**Challenge**:
Copy the listing below word for word, leaving out the picture.

>> Begin

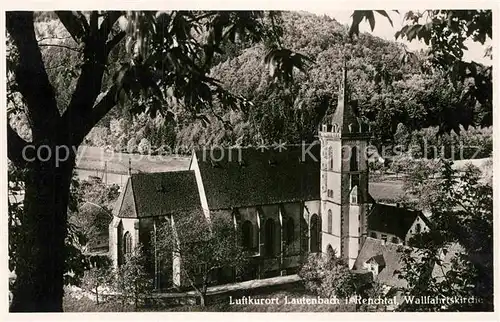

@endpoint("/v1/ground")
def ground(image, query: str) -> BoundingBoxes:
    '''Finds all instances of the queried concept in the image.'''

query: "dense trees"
[152,212,246,306]
[399,161,493,311]
[82,12,491,152]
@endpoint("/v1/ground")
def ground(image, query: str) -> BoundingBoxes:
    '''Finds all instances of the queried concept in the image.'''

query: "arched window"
[326,244,335,260]
[309,214,321,253]
[285,218,295,244]
[327,209,333,234]
[264,218,276,257]
[123,231,132,259]
[349,186,358,204]
[350,146,358,171]
[327,147,333,170]
[241,220,253,250]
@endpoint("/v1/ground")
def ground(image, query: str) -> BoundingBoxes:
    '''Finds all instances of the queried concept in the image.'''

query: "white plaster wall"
[109,217,120,268]
[122,218,139,250]
[405,217,429,243]
[189,153,210,218]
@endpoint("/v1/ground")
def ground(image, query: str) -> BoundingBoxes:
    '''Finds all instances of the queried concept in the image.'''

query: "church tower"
[319,61,370,268]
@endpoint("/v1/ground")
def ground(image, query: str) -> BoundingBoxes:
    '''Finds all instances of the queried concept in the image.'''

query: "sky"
[307,8,492,65]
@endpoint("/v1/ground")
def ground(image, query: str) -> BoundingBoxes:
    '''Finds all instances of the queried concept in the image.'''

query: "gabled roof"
[115,171,201,218]
[195,143,320,210]
[366,254,385,266]
[368,203,429,240]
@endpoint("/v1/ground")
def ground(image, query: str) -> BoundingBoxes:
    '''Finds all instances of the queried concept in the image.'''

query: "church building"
[109,66,428,285]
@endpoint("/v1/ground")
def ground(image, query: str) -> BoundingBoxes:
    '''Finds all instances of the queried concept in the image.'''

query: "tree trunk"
[10,152,75,312]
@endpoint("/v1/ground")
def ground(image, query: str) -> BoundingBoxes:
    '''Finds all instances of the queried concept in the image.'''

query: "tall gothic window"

>> End

**Solution to this exercise**:
@endpoint("/v1/ground")
def ground(image, query: str) -> BoundingBoxes:
    '''Finds all instances of the queried concept in the image.'''

query: "dense trees"
[152,212,246,306]
[399,161,493,311]
[82,12,491,152]
@endpoint("/v1/ground")
def ground(image, query: str) -> BoundingBoxes:
    '''Finds all instances of the queried concept in the image.'''

query: "arched window"
[326,244,335,260]
[309,214,321,253]
[285,218,295,244]
[327,209,333,234]
[264,218,276,257]
[123,231,132,259]
[349,186,358,204]
[350,146,358,171]
[327,147,333,170]
[241,220,253,250]
@endpoint("/v1/ground")
def ground(image, query: str) -> BoundingBoxes:
    '''Finds all instances of the queried concept in the image.'''

query: "white plaster wall"
[109,217,120,268]
[122,218,139,250]
[405,217,429,243]
[189,153,210,218]
@endpoint("/v1/ground")
def ground(image, query: str) -> BoundingBoxes:
    '''Finds all instances of the queried concept in the image.'''

query: "church tower"
[319,61,370,268]
@endpoint("/v1/ground")
def ground(image, query: str) -> BoundingBoxes:
    '''Finds all instances of the queried concept in the image.'''

query: "sky"
[307,8,492,65]
@endpoint("/v1/ground")
def ground(image, query: str) -> BoundingBoxes:
    '''Finds all instances of the queried concept in the image.'''

query: "gabled roof"
[115,171,201,218]
[195,143,320,210]
[366,254,385,266]
[368,203,429,240]
@endpoint("/v1/ground")
def ground(image, query: str) -> BoundingBoxes:
    '''Finds all instances of the queried concept in the image.'''

query: "church building"
[109,66,428,285]
@endpoint("/v1/ground")
def ground(image, query: str) -> BoundingBoxes:
    '''Finds all instances of the queried concept in the image.'''

query: "tree trunk"
[10,152,75,312]
@endpoint("/v1/ground")
def ground(image, query: str) -> BoundingBoxes:
    '''Finds all instances of the queried concept in the image.'''

query: "tall gothic window"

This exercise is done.